Posted Jan 19, 2006 10:03 UTC (Thu) by hingo (guest, #14792) [Link]

Just a curious uninformed question, what does this really offer that cannot be done with UML or Xen? Aside from possible performance enhancements and such. I mean I do understand how it's different technically, but if it's so much trouble and invasive on others, what's the real benefit?

Containers and PID virtualization

Posted Jan 19, 2006 11:26 UTC (Thu) by eru (subscriber, #2753) [Link]

> Just a curious uninformed question, what does this really offer that cannot be done with UML or Xen?

Is UML even developed any more these days? Looking at its home page, it seems to talk about 2.4 kernels, like here: http://user-mode-linux.sourceforge.net/dl-sf.html

Anyway, getting these isolated containers without having many copies of the kernel is probably a big enough performance enhancement to be worth the trouble.

■ **The data**
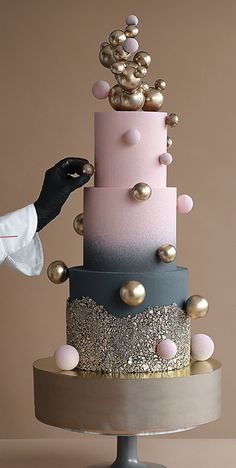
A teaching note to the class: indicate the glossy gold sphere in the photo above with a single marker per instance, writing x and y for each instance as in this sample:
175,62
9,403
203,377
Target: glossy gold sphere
172,120
121,100
167,253
169,142
132,293
142,58
153,100
57,272
141,191
196,306
160,84
78,224
117,37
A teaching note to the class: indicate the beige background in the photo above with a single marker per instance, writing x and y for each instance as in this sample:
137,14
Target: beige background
49,61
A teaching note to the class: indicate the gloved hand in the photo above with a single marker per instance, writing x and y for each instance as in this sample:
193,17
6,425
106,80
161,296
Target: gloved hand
57,186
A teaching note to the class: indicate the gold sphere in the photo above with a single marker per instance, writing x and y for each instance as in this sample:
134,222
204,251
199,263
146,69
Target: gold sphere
131,30
106,56
153,100
160,84
141,191
172,120
57,272
142,58
169,142
132,293
88,169
167,253
121,100
117,37
196,306
78,224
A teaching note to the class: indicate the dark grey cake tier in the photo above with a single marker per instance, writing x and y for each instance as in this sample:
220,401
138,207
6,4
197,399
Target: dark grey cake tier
162,287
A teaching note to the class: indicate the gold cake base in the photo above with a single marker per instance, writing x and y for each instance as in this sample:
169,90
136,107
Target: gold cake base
128,404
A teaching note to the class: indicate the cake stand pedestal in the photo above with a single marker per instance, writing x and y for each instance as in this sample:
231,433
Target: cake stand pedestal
127,405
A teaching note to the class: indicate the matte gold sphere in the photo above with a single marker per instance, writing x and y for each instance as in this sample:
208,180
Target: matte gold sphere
169,142
88,169
78,224
196,306
160,84
121,100
117,37
142,58
57,272
153,100
172,120
132,293
167,253
141,191
131,30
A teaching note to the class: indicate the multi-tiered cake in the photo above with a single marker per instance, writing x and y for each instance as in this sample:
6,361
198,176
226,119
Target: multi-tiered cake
129,308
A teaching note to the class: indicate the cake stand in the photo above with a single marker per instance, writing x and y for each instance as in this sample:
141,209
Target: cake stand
127,406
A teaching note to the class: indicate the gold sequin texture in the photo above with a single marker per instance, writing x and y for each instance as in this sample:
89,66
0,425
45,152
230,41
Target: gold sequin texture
126,344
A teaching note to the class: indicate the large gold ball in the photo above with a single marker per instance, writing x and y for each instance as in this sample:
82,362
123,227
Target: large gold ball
196,306
167,253
153,100
141,191
142,58
88,169
172,120
132,293
78,224
117,37
57,272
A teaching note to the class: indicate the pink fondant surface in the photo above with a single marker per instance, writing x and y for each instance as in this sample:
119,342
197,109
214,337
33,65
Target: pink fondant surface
117,164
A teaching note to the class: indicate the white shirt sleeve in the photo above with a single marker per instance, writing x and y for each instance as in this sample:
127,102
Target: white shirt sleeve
23,252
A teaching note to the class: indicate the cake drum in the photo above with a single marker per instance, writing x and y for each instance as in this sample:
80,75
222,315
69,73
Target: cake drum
127,405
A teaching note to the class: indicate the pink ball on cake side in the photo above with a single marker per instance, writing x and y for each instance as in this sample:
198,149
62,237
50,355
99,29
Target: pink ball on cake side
101,89
130,45
132,136
202,347
184,204
166,159
167,349
132,19
66,357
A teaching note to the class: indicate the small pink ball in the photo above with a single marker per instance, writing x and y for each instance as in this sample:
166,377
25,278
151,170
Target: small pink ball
66,357
166,159
132,137
167,349
184,204
101,89
132,19
202,347
130,45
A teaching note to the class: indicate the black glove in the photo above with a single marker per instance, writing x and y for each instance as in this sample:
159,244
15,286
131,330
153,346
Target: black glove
57,186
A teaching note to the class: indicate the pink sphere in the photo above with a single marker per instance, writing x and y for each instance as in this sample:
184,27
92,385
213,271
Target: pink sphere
132,19
184,204
167,349
101,89
202,347
132,137
131,45
66,357
165,159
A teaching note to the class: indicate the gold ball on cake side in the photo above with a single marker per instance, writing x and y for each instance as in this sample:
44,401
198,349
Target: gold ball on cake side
196,306
141,191
132,293
78,224
57,272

■ **Written task A**
Transcribe the portion of the comment thread above between "Anyway, getting these" and "worth the trouble.", inclusive.
■ **Written task B**
Show each line of the records that contains the string "drum", matching case exactly.

■ **Result A**
Anyway, getting these isolated containers without having many copies of the kernel is probably a big enough performance enhancement to be worth the trouble.

■ **Result B**
A teaching note to the class: indicate the cake drum in the photo above with a single marker per instance, writing x and y for each instance as in this sample:
Target: cake drum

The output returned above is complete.